• [What is asked] Repeat the lines of data from the one containing "in white shirt." down to the end of the data, keeping every line unchanged.

#### Records provided ####

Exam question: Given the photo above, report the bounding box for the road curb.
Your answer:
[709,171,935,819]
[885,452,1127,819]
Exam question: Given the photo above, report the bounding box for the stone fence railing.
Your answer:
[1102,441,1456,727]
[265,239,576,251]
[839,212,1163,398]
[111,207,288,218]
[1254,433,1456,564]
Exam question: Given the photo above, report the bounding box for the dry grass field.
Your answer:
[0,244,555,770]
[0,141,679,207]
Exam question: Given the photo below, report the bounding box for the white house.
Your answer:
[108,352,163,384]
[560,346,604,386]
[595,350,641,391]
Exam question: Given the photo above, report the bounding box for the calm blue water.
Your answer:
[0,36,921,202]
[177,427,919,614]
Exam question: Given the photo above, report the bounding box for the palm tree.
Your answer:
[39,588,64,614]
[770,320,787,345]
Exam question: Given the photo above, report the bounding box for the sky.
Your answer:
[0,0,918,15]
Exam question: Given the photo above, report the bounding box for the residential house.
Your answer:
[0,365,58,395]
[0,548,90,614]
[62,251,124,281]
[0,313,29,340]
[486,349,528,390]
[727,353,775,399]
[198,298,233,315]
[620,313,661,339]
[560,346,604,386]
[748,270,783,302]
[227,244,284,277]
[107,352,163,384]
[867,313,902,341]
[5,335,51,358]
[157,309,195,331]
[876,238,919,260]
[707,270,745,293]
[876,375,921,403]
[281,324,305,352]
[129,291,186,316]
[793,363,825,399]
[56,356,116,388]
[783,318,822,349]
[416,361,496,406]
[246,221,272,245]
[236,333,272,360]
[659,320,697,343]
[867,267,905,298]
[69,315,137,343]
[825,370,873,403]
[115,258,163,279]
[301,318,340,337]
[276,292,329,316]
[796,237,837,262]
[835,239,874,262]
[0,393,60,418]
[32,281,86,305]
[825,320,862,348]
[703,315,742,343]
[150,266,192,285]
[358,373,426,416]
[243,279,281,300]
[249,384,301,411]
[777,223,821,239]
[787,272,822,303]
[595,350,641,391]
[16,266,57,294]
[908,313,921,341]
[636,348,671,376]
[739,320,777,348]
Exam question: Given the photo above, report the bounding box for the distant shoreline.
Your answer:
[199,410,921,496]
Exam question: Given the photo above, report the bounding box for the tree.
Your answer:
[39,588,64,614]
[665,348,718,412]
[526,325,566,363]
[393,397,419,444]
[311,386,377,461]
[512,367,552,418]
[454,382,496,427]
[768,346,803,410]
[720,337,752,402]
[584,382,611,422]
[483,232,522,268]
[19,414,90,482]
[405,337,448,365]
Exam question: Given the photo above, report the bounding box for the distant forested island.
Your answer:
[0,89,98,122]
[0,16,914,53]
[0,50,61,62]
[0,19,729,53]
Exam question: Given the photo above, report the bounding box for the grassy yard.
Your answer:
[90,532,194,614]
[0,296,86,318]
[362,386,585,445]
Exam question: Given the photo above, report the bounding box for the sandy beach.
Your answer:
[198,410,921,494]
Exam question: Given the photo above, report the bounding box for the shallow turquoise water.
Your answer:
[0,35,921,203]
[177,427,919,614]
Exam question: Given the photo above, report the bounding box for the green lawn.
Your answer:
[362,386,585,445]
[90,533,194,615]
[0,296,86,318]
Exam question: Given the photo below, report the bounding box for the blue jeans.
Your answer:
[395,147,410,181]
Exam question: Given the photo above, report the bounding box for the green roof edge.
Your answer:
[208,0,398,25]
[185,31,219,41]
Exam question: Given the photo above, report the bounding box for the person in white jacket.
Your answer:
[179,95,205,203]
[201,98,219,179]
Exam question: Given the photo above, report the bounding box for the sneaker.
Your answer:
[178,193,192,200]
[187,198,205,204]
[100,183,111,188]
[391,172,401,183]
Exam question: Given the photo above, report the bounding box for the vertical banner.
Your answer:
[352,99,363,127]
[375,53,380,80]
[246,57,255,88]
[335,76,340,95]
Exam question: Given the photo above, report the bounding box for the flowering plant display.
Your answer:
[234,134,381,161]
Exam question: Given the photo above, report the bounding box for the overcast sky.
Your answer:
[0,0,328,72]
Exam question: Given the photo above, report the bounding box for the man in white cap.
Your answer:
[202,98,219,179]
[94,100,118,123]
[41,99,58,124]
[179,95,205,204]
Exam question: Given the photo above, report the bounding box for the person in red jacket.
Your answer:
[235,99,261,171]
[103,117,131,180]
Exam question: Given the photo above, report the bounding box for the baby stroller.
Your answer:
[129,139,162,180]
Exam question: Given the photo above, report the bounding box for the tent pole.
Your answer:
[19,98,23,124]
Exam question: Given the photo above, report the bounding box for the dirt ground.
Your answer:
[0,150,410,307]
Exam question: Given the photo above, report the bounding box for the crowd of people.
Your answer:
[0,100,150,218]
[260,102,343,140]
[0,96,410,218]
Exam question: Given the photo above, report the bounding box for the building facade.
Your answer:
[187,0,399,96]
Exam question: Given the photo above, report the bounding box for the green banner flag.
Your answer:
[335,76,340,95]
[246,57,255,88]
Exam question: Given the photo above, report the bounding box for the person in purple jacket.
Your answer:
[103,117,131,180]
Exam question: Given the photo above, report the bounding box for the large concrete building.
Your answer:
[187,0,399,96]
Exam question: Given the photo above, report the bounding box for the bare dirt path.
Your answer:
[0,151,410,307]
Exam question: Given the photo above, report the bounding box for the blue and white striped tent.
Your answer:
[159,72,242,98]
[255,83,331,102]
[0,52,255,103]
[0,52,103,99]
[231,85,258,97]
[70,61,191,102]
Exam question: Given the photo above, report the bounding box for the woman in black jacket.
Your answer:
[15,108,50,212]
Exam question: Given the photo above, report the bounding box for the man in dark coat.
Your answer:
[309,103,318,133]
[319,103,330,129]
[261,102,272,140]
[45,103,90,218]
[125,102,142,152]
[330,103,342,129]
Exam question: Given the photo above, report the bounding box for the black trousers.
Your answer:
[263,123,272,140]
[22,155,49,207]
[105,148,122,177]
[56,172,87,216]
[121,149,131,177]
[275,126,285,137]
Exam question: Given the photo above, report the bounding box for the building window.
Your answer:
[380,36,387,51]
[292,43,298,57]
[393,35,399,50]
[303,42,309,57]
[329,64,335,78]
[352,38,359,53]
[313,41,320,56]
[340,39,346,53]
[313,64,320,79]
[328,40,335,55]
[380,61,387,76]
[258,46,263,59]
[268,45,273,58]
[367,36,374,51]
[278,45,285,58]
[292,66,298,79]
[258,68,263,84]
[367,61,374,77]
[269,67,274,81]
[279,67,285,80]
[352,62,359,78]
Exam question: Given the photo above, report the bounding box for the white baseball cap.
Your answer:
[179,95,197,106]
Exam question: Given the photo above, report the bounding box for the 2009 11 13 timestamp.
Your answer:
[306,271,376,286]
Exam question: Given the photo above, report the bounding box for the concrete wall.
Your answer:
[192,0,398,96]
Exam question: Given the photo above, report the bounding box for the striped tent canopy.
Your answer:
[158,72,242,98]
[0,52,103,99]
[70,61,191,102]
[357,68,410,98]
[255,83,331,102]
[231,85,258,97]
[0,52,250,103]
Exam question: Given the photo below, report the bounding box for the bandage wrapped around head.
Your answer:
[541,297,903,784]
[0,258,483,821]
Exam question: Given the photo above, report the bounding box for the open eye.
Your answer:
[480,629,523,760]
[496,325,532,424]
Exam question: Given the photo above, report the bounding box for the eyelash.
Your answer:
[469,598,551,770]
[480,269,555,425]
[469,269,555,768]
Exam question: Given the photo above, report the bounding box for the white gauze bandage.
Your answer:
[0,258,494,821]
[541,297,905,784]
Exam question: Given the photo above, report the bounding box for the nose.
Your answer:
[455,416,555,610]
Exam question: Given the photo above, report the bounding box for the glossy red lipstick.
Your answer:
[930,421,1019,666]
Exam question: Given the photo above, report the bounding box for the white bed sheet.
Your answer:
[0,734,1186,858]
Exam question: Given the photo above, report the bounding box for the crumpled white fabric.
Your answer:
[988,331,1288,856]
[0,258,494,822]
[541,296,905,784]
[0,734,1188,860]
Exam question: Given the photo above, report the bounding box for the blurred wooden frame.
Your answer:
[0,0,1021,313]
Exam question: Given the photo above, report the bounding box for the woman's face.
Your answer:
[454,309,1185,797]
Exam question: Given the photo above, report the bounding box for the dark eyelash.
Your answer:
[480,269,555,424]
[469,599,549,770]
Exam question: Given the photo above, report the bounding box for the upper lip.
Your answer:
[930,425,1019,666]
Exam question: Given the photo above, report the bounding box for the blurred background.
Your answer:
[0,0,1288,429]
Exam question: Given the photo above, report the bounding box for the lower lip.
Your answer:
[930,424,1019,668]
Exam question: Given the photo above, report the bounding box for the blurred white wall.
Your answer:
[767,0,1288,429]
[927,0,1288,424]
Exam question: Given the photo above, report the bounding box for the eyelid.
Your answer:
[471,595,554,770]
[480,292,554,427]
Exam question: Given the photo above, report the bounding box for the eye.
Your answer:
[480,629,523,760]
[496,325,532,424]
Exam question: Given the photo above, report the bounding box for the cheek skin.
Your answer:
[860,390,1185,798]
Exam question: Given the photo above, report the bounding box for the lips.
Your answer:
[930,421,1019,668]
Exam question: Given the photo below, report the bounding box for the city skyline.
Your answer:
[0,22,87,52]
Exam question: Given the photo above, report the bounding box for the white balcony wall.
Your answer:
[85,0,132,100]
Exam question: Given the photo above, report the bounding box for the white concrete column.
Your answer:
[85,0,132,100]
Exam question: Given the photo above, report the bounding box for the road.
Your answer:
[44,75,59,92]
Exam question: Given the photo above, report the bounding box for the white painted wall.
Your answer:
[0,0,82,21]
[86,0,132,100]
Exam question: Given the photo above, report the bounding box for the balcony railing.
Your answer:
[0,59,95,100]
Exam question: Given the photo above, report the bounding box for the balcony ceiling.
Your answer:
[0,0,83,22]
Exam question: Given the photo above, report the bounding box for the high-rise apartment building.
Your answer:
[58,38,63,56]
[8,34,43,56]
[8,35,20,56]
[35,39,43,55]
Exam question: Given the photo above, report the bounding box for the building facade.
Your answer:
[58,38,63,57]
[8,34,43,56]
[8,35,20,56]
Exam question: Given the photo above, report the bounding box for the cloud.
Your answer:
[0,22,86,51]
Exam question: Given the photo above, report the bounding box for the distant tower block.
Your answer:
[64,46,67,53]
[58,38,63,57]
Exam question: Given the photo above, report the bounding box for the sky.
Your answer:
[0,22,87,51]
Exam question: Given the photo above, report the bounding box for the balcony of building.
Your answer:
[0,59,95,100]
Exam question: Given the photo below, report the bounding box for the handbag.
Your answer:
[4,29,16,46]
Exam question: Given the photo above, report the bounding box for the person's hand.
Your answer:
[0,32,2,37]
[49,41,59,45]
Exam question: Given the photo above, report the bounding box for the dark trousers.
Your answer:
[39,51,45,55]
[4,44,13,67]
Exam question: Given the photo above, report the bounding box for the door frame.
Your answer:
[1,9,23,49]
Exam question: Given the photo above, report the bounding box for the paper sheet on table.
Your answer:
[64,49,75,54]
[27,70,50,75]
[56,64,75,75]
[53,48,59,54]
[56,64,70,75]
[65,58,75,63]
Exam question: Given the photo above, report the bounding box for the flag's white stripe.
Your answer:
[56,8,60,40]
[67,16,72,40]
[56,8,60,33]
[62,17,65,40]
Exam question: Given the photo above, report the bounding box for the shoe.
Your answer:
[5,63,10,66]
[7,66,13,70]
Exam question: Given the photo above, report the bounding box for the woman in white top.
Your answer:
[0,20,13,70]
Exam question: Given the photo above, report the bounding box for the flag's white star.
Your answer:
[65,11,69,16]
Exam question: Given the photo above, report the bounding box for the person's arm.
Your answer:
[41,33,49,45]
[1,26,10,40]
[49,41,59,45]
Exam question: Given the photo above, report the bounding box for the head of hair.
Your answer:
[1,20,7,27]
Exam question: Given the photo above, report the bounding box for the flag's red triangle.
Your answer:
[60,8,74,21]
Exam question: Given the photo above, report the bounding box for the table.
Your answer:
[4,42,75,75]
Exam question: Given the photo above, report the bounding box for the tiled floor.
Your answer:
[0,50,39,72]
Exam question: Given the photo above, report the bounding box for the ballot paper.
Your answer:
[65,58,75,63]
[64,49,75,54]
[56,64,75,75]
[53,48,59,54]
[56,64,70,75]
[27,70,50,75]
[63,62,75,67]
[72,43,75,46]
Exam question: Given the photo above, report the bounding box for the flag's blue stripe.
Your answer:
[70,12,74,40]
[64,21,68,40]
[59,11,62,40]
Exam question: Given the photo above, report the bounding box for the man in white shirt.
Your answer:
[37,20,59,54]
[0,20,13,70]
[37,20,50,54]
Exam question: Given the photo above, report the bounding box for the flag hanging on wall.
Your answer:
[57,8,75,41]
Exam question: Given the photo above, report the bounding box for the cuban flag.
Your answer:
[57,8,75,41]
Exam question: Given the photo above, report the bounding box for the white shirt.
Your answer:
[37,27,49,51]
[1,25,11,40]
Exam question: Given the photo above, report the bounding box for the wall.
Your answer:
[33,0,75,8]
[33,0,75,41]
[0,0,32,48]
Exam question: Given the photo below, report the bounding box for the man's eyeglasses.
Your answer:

####

• [Output]
Exam question: Given the photo above, report the bounding box for the man in white shirt.
Your answer:
[37,20,59,54]
[0,20,13,70]
[37,20,50,54]
Exam question: Given the photo above, report the bounding box for the flag hanging on wall.
Your answer:
[57,8,75,41]
Exam question: Given the photo above, report the bounding box for the cuban flag.
Your answer:
[57,8,75,41]
Exam question: Given the photo above, report the bounding box for the white shirt.
Your answer:
[37,27,49,51]
[1,25,11,40]
Exam question: Given the photo above, report the bounding box for the wall.
Your answer:
[33,0,75,8]
[33,0,75,41]
[0,0,32,48]
Exam question: Given the photo below, report the bounding box for the man's eyeglasses.
Your answer:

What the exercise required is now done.